WHAT TO DO =
Provide nothing except how many lines of the data contain the word "moth".

INFORMATION SUPPLIED =
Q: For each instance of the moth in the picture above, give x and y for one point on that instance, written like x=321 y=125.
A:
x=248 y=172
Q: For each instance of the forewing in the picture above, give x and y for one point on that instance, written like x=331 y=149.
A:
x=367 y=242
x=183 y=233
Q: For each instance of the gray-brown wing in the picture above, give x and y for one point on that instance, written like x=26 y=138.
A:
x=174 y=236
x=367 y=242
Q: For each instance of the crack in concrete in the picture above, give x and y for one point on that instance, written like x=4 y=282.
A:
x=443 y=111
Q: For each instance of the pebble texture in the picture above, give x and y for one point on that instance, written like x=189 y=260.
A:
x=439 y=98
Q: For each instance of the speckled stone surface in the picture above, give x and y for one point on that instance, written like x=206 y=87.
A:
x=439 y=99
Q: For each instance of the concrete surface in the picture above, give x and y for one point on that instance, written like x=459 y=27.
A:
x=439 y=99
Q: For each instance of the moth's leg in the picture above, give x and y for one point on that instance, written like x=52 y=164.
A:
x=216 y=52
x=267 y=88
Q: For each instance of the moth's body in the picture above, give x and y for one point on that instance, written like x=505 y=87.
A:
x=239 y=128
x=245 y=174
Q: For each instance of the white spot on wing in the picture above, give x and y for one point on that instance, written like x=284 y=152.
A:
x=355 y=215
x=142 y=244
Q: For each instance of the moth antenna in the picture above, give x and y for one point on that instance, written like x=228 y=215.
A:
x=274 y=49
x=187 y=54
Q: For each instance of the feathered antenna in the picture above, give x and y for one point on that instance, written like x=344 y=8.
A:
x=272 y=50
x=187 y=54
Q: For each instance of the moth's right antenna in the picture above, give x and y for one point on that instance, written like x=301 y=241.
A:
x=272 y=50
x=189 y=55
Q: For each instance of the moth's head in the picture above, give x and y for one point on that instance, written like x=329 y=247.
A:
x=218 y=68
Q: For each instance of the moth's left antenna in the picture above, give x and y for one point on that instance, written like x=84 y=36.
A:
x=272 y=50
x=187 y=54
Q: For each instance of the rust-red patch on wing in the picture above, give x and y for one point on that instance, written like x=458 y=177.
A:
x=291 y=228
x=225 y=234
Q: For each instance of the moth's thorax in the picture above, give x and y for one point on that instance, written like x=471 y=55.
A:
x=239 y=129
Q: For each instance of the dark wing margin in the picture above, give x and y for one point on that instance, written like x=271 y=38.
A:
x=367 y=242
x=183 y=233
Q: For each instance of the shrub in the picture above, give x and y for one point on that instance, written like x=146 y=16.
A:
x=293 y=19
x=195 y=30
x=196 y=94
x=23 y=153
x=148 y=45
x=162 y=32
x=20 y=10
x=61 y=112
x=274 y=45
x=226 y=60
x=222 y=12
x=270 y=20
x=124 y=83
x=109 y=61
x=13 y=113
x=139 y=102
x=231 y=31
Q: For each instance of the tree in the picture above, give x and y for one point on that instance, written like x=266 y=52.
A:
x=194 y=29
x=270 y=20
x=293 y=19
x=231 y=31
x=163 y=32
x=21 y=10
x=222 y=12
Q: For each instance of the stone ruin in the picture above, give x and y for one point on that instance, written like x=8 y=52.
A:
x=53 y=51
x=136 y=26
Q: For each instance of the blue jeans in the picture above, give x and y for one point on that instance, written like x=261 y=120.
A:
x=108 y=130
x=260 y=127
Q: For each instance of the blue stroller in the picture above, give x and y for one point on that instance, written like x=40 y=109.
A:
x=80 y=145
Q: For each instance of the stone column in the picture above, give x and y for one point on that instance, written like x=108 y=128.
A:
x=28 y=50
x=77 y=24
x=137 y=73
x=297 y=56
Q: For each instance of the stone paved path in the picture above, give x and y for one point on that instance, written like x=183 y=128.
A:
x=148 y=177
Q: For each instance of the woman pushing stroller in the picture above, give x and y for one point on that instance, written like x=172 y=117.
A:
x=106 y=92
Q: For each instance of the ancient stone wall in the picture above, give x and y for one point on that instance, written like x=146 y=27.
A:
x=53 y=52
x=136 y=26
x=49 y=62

EXERCISE ANSWER =
8